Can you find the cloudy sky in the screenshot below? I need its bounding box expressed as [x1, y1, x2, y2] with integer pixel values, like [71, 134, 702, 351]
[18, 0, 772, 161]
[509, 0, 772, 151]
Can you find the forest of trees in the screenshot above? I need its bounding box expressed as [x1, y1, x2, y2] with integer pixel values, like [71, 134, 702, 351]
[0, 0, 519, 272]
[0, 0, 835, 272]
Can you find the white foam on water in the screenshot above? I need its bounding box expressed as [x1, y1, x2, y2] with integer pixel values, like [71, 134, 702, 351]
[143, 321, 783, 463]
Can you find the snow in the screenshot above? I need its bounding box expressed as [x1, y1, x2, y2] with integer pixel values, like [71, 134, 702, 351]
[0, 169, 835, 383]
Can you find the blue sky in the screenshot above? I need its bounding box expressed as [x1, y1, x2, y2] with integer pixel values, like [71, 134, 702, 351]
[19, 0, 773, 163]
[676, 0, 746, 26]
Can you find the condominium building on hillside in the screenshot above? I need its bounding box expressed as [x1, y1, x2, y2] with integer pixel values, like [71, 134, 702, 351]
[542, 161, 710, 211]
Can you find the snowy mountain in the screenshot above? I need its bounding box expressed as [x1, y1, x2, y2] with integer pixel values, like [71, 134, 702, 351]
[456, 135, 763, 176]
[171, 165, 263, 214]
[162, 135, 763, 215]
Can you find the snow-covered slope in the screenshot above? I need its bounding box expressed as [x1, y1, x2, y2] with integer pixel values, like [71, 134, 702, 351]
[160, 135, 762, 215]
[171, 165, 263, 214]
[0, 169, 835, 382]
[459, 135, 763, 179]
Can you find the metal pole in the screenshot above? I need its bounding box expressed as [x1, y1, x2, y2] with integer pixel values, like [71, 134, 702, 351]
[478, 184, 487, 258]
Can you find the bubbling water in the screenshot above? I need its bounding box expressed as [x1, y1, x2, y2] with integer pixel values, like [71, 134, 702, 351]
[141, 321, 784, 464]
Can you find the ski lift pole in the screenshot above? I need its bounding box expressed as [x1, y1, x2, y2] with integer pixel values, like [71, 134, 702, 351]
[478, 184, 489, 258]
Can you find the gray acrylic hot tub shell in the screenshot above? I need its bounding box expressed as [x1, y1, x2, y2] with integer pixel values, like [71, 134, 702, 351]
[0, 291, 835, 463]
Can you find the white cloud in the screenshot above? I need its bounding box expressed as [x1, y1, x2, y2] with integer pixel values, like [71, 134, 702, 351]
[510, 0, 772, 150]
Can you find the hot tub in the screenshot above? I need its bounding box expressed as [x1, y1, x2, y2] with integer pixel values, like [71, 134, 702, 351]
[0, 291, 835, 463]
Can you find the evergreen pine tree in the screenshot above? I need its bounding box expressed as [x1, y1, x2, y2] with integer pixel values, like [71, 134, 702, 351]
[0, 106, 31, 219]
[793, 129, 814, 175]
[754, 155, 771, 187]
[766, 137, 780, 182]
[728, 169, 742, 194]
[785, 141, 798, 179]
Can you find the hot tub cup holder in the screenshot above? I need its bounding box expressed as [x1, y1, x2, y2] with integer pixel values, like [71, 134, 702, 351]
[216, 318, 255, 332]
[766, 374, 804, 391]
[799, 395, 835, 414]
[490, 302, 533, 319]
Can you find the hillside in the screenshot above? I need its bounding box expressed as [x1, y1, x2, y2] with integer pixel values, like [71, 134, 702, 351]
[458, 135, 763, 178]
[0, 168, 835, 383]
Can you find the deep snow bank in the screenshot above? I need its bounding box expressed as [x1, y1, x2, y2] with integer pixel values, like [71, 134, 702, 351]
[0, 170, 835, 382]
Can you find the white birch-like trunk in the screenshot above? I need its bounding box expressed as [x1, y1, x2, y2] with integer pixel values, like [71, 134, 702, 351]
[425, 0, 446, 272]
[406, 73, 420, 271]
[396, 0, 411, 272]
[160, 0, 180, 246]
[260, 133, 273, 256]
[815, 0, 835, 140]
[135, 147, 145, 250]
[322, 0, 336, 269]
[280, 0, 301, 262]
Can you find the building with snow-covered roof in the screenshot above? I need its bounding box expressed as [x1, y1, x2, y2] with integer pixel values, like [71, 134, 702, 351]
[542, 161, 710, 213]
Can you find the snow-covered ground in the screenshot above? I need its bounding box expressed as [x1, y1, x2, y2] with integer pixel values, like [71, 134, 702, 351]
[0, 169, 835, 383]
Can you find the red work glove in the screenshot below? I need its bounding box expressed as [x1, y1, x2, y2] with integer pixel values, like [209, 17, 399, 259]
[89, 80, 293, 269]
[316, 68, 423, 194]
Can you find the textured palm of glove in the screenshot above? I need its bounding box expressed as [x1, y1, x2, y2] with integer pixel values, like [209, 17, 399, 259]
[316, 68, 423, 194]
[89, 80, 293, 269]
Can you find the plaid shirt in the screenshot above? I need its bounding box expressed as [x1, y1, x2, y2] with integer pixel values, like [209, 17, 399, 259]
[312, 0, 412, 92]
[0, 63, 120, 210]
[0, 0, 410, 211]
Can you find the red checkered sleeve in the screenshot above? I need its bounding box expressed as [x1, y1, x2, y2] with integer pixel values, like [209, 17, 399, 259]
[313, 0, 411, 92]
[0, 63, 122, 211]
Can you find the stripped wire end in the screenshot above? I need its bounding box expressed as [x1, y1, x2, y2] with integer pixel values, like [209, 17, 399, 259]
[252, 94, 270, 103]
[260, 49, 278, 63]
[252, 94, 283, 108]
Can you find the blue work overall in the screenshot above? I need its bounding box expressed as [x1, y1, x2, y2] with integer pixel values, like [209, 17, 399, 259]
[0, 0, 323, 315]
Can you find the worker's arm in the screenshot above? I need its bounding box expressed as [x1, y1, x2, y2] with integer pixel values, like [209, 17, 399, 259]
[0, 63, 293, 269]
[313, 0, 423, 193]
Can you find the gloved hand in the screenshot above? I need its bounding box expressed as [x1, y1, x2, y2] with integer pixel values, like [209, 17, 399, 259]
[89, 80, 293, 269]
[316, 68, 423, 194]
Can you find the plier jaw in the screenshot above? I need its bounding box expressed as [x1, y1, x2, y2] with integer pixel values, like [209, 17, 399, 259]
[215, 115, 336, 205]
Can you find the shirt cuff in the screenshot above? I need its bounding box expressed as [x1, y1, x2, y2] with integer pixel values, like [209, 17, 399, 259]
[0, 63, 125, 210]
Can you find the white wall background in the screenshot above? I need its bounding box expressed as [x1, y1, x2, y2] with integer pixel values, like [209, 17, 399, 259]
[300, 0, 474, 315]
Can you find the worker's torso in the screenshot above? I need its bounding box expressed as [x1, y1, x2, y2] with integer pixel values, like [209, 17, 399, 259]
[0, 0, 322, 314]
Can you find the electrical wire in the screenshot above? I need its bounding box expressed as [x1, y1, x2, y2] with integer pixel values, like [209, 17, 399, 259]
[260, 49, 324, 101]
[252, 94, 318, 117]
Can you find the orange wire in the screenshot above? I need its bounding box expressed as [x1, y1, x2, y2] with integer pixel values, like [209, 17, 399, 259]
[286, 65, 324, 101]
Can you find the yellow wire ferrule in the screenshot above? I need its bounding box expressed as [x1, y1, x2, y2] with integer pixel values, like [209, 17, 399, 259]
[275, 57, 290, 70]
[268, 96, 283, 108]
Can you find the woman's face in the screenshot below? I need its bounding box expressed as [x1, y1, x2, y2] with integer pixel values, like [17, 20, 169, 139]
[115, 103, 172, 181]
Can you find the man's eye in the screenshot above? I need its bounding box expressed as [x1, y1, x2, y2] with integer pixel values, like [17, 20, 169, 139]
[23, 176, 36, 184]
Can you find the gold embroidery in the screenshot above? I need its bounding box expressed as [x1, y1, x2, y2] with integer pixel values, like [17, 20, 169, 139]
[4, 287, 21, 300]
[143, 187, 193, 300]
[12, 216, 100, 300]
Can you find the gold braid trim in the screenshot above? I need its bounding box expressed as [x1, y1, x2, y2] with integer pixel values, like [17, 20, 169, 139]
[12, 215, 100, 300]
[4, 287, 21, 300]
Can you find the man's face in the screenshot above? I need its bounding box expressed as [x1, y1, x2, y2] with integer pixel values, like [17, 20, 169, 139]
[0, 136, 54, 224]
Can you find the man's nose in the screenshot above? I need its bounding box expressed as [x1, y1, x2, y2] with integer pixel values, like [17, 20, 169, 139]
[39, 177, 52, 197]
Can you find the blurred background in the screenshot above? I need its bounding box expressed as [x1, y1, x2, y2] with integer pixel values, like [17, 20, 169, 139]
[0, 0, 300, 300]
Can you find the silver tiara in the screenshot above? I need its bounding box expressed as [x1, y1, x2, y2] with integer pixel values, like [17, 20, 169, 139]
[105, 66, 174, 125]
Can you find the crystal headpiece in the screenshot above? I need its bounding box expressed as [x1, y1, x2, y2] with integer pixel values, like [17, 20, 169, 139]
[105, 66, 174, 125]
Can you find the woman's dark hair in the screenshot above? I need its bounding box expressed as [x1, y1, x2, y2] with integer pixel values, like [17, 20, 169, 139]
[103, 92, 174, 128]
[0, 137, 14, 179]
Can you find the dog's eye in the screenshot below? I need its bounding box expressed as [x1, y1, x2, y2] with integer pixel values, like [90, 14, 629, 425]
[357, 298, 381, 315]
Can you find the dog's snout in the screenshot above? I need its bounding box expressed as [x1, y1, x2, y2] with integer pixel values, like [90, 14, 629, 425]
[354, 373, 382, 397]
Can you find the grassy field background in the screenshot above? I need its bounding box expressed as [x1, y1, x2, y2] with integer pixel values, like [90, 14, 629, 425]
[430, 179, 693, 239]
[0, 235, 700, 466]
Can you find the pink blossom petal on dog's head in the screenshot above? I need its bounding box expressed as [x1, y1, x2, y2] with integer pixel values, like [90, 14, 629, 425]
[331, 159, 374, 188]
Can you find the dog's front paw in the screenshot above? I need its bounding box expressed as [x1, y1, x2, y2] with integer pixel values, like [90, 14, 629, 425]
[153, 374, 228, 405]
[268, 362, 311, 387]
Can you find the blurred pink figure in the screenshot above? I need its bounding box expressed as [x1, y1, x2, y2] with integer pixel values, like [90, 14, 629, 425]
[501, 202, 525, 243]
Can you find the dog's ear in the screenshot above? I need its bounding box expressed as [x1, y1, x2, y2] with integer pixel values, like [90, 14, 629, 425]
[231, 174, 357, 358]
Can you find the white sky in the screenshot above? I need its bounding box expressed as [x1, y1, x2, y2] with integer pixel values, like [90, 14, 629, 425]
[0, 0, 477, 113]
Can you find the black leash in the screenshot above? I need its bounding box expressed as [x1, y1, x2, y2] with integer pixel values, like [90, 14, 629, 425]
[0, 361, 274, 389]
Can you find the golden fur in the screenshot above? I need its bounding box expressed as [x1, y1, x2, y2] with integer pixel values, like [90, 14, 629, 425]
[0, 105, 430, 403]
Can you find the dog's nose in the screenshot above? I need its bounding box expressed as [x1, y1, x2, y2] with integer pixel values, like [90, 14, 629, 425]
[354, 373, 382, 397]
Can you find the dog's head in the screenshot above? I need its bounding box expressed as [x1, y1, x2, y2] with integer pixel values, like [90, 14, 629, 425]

### [EXERCISE INSTRUCTIONS]
Return each line of the data above that contains the word "white", treating uppercase and lowercase as different.

### [SOLUTION]
Can you find the white foam on water in the screenshot above? I need its bounding box expressed as [x1, y1, x2, y2] with integer pixel values, like [71, 134, 702, 351]
Can you find the white cloud in the screenshot above? I need its bounding box expressed as [x1, y1, x2, y2] with integer pixel values, like [71, 134, 702, 351]
Can you find the white birch-like trunk in the screenshot above? I need its bounding box expressed as [x1, y1, x2, y2] with integer pixel values, like [71, 134, 702, 351]
Can you find the white wall background in the screenshot above? I need its bounding box expressed as [x1, y1, x2, y2] with integer pixel values, like [209, 17, 399, 259]
Can you find the white sky in the screenshot above? I need its bounding box expressed as [x1, y1, x2, y2] with integer pixel values, like [90, 14, 629, 425]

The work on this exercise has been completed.